**What the task asks**: Count the lines in the data below that contain the word "appear". Reply with the number only.

(Supplied information begins)

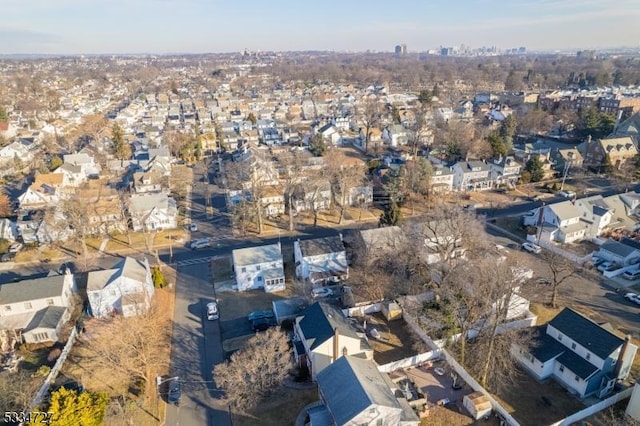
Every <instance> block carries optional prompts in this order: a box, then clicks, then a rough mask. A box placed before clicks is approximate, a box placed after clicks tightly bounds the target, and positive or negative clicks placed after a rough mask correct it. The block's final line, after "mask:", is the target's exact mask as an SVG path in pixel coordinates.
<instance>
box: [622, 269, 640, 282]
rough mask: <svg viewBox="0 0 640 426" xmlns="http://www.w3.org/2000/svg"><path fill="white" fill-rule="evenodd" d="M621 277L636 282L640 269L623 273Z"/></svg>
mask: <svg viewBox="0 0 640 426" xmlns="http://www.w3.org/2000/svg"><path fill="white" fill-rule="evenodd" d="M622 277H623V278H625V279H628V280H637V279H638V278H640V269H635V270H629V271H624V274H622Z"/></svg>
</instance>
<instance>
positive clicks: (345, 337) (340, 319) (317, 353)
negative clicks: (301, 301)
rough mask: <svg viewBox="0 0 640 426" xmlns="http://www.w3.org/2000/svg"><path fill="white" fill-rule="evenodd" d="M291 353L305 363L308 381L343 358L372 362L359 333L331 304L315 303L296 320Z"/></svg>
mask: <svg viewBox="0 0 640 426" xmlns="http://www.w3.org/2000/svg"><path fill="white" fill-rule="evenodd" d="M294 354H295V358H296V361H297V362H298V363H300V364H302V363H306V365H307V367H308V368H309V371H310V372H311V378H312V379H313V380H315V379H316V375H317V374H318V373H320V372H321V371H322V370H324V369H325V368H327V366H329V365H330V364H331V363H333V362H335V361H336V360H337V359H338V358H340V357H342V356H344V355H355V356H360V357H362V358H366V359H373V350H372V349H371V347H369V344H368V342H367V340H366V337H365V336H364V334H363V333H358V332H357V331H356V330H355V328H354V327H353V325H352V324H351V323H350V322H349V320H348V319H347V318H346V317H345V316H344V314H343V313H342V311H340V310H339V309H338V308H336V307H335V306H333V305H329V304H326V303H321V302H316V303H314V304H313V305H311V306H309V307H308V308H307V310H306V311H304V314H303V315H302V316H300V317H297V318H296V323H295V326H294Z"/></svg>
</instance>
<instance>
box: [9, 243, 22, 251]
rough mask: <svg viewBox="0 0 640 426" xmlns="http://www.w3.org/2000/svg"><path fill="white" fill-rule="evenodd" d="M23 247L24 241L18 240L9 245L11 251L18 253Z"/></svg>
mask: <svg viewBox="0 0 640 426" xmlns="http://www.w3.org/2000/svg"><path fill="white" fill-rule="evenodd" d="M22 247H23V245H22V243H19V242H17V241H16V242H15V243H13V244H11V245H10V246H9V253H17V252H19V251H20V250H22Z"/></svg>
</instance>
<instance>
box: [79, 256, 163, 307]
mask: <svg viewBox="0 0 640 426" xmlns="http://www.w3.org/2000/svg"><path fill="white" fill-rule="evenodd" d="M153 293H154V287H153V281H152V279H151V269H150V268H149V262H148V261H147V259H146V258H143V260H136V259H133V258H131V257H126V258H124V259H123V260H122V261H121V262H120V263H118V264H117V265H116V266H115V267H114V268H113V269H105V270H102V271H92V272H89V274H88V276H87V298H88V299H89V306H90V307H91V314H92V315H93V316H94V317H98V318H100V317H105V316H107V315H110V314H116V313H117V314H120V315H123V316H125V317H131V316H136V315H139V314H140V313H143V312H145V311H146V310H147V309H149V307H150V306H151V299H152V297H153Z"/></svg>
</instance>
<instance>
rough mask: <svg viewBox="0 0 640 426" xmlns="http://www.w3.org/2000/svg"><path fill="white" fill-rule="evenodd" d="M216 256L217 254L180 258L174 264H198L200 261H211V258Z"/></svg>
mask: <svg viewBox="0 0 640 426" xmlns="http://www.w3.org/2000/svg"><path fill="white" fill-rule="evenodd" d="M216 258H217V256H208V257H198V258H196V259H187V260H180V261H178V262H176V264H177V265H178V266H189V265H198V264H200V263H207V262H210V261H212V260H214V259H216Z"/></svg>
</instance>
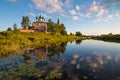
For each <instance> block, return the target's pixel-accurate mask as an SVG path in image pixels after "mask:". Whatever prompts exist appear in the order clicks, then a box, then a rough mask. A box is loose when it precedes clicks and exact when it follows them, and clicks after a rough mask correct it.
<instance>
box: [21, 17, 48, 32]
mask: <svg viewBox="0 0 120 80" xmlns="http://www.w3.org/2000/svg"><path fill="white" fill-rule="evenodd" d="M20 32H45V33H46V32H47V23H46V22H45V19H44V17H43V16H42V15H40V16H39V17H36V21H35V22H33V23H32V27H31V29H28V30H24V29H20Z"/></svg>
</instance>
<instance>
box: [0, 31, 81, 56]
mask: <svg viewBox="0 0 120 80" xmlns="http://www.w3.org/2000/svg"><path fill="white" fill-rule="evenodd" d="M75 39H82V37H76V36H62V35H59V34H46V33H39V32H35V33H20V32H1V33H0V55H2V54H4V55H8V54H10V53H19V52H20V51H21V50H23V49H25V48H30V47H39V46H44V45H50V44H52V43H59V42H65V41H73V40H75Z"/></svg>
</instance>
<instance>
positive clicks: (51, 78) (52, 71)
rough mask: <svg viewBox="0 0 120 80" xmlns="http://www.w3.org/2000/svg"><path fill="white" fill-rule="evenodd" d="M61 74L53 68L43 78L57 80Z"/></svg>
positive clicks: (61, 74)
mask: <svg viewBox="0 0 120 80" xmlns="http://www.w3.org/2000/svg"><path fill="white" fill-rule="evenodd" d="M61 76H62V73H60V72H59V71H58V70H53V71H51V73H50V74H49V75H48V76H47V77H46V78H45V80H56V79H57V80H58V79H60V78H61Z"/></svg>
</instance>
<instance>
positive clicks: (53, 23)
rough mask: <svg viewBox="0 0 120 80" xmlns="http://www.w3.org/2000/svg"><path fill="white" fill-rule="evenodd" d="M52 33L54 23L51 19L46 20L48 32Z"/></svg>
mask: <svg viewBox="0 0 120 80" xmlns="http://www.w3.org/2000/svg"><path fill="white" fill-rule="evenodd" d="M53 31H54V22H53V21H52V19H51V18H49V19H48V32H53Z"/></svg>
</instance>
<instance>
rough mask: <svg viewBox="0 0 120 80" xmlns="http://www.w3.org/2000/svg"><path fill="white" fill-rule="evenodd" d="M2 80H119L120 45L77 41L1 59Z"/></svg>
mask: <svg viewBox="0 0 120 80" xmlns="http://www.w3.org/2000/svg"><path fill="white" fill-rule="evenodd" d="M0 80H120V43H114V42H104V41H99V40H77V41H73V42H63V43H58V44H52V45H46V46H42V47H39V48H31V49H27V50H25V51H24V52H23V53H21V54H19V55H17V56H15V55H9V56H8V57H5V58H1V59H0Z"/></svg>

(Supplied information ends)
(Supplied information begins)

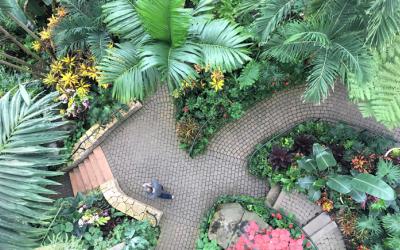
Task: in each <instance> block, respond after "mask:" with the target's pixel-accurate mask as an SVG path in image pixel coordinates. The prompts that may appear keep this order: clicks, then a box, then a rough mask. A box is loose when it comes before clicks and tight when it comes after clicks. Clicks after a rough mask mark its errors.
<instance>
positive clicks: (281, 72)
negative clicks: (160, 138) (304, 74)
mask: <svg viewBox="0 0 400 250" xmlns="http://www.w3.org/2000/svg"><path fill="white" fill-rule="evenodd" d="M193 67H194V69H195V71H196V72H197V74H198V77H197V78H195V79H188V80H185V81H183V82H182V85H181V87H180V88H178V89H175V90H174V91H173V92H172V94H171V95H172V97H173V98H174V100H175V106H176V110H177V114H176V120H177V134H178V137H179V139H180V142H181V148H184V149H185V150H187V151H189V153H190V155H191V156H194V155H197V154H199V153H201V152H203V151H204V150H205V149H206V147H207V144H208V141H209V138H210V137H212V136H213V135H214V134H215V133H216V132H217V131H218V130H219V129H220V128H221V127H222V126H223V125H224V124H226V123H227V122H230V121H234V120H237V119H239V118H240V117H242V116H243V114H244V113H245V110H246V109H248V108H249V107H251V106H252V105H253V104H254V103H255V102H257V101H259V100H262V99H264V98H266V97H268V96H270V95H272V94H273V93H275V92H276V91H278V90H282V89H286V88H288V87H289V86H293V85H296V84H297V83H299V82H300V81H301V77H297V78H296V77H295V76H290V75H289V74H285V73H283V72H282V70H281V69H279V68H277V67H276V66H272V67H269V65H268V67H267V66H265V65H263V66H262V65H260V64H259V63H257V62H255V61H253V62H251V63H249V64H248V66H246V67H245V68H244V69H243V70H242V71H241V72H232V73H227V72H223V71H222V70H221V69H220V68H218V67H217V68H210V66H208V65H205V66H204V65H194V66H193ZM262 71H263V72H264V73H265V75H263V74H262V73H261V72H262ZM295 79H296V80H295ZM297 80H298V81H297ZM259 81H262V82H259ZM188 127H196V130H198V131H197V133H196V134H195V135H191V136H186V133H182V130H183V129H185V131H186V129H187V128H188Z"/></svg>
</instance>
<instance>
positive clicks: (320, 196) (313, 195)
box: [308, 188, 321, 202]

(Supplied information ends)
(Supplied information begins)

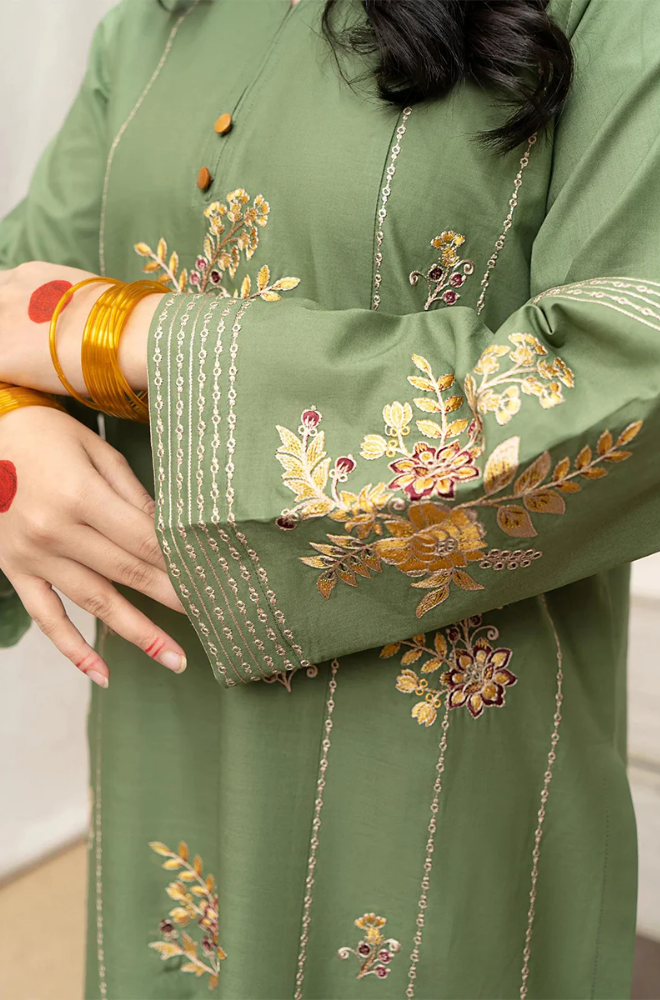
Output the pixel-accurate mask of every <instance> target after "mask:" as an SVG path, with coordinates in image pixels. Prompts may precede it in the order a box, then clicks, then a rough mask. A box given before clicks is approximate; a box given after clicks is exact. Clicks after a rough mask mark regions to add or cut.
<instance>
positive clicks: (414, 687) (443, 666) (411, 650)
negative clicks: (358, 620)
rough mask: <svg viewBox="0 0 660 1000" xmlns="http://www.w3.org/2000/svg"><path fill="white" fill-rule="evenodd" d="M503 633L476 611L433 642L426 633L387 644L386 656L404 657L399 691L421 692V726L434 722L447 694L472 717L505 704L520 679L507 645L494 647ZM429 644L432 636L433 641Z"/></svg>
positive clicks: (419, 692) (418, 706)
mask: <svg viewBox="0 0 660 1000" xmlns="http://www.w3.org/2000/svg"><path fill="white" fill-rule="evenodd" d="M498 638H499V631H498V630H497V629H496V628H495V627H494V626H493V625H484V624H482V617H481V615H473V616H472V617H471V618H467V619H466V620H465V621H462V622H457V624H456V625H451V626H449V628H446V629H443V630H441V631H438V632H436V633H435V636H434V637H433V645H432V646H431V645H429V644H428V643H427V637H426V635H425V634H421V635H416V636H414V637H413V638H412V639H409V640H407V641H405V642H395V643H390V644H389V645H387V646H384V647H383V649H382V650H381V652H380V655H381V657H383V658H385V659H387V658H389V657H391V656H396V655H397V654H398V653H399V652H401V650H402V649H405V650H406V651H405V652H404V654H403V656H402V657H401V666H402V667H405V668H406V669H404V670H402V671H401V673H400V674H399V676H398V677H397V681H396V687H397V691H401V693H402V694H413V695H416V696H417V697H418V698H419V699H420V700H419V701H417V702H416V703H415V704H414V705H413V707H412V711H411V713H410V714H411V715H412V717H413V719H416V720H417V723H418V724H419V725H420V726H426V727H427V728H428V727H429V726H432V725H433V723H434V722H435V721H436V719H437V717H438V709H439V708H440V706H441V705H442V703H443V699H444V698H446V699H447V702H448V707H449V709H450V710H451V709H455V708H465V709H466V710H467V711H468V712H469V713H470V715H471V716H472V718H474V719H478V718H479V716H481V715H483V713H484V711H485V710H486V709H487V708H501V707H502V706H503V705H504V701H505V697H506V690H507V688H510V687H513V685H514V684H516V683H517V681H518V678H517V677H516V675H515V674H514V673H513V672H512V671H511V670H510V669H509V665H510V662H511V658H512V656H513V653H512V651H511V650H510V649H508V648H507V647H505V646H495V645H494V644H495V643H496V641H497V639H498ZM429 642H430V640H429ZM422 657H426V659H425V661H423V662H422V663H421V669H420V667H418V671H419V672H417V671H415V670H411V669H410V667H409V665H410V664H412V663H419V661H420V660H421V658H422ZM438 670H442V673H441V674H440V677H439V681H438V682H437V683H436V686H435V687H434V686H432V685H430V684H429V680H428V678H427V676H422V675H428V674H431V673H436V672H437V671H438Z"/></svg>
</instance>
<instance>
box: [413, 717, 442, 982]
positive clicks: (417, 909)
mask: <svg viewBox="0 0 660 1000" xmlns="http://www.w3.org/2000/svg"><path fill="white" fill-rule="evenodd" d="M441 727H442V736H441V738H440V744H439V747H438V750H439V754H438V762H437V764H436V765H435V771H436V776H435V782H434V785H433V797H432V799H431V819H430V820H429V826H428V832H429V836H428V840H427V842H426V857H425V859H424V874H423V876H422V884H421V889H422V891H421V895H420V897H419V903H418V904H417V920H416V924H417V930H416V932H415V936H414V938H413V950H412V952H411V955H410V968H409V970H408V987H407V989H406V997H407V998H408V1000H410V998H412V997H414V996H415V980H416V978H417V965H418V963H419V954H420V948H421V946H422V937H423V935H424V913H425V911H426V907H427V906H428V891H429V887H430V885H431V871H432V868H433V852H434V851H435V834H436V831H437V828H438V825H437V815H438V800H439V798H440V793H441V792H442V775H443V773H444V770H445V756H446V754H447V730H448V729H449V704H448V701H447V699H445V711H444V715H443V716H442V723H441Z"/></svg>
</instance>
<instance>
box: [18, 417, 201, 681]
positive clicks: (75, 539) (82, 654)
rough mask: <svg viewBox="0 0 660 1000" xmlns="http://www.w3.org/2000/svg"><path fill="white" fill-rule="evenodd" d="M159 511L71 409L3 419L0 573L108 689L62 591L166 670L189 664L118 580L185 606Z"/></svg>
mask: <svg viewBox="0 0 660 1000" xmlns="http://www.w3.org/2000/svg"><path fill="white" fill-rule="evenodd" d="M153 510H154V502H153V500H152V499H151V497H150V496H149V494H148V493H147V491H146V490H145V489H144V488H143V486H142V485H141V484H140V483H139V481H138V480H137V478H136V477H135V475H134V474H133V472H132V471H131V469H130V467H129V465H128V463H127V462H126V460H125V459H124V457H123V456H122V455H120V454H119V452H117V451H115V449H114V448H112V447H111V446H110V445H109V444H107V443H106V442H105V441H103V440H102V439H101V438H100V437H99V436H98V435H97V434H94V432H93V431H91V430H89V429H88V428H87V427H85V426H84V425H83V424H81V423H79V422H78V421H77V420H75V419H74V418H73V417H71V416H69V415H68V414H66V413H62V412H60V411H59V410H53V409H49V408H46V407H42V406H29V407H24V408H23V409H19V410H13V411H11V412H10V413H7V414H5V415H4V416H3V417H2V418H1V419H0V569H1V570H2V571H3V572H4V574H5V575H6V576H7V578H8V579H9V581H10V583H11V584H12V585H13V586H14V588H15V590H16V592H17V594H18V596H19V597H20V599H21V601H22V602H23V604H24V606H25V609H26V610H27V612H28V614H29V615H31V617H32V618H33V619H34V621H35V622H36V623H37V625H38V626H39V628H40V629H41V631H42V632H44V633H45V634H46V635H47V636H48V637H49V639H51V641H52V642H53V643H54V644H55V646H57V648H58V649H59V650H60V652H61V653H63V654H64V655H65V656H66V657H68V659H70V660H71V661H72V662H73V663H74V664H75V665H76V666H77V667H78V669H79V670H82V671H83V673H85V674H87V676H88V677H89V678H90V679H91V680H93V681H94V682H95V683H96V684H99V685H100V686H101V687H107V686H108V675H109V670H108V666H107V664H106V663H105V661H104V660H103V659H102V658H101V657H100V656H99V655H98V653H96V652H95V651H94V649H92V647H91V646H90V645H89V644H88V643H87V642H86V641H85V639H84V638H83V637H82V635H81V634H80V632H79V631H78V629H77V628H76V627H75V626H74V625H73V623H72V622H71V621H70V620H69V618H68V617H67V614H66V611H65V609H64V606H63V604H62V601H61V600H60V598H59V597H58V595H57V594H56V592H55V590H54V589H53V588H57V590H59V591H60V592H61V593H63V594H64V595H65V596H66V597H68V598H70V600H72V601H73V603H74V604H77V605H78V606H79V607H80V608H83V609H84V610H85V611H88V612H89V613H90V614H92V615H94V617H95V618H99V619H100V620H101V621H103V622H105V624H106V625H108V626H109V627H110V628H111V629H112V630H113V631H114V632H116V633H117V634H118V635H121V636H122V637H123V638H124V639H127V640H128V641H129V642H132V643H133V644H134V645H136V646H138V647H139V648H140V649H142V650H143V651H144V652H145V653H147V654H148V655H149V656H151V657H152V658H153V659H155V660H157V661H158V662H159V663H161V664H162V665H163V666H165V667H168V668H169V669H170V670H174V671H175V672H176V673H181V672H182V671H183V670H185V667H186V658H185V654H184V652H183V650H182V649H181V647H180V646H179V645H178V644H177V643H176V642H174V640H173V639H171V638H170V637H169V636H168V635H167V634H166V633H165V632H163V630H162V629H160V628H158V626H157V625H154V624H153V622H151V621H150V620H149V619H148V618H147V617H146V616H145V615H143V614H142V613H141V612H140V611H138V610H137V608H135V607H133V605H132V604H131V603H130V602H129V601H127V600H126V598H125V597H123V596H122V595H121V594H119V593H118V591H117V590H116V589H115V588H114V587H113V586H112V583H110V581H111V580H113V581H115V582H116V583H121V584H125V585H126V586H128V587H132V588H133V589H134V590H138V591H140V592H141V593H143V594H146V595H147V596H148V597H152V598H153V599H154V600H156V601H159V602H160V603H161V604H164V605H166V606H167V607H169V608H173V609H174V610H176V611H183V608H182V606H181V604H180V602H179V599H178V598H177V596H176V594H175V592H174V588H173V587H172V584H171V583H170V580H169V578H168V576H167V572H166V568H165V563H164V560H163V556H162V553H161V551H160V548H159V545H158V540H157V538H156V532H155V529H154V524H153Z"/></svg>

(Supplied information ends)

**Solved exercise**: 2